本文抜粋 -
+++++
月面探査機用のワイヤレス充電と発電所発見機能をAstroboticが開発中、BoschやWiBoticと連携

月面探査スタートアップのAstrobotic(アストロボティック)は、同社の靴箱サイズの月面ロボットであるCubeRover用の超高速ワイヤレス充電技術の開発に取り組んでいる。このプロジェクトはNASAのTipping Pointプログラムから580万ドル(約6億円)の資金援助を受けており、シアトルを拠点とするワイヤレス充電スタートアップのWiBoticと連携し、高速で短距離向けのワイヤレス充電に関する専門知識を得るとともに、Bosch(ボッシュ)を引き入れてAIベースのデータ分析を行い、ロボットがワイヤレス充電するためのドッキングステーションまでの道筋を見つけるのを支援する。

既存の月面探査機は太陽光を動力源とするのが一般的だが、それらは実際には非常に大きく(おおよそ探査車のサイズかそれ以上)、ソーラーパネルで光線を吸収するための表面積も大きい。Astroboticの月面探査車は重量が5ポンド(約2.3kg)以下になる予定だが、太陽からの電力を集める面積が少なく、代わりに探査に必要なエネルギーを維持するのに2次電源に頼らなければならない。

そこで登場するのがWiBoticだ。ワシントン大学と協力するこのスタートアップは、特に宇宙ベースのアプリケーションで使用するための「軽量で超高速な近接充電ソリューションと、基地局と電力受信機」を開発する予定だ。しかしこれらのステーションを見つけることは、特にGPSのようなシステムが機能しない月では、大きな課題となるだろう。その代わりにBoschは、ロボットに搭載されたセンサーから収集したデータを活用して、センサーフュージョンにより自律的なナビゲーション機能を提供する。この研究はロボット科学や探査ミッションの増加にともない、将来の探査車が発電所だけでなく、月面上のさまざまな目的地まで移動する際に役立つ可能性がある。

目標は、2023年に探査車の充電システムのデモを公開することであり、パートナーはNASAのグレン研究センターと協力し、同センターの熱真空チャンバー試験室で技術をテストする予定だ。
+++++
提供資料 -
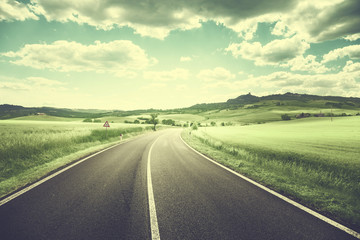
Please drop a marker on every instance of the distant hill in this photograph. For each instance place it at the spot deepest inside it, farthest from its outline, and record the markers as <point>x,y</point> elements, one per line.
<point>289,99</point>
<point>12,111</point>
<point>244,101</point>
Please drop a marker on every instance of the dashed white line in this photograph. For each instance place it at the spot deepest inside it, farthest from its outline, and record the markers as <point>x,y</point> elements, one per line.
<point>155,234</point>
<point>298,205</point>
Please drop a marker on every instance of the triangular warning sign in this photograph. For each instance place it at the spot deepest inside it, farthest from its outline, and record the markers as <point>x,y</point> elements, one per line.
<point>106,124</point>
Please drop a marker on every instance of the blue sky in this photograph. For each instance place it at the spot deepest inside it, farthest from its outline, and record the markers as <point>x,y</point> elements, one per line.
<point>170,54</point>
+++++
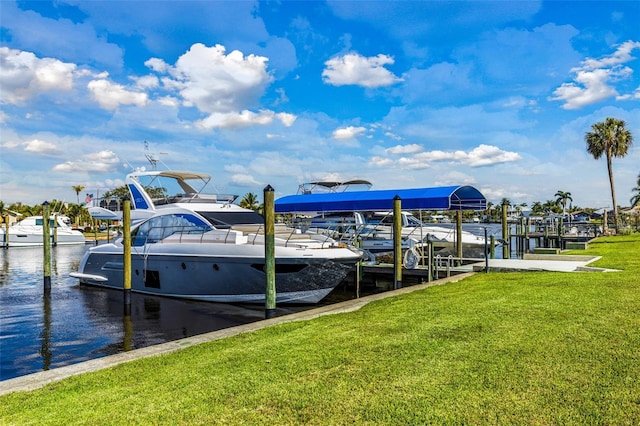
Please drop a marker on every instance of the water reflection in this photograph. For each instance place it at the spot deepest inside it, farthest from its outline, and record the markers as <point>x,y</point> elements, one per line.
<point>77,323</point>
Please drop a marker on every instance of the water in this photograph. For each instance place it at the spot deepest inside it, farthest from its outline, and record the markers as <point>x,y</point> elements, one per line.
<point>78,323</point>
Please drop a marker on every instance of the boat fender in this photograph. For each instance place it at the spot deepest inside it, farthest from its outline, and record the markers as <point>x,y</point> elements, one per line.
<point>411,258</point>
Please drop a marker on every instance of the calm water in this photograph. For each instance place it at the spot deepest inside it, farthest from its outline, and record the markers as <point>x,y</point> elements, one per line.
+++++
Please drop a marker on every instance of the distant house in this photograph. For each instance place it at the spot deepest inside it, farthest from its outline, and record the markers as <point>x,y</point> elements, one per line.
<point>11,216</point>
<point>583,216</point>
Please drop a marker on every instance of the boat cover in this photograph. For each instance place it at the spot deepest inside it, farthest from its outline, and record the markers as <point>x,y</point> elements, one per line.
+++++
本文抜粋にある「目標は、2023年に探査車の充電システムのデモを公開することであり、パートナーはNASAのグレン研究センターと協力し、同センターの熱真空チャンバー試験室で技術をテストする予定だ。」という文を英語に訳しなさい。

The goal is to unveil a demonstration of the rover's charging system in 2023, and the partners plan to work with NASA's Glenn Research Center to test the technology in the center's thermal vacuum chamber test facility.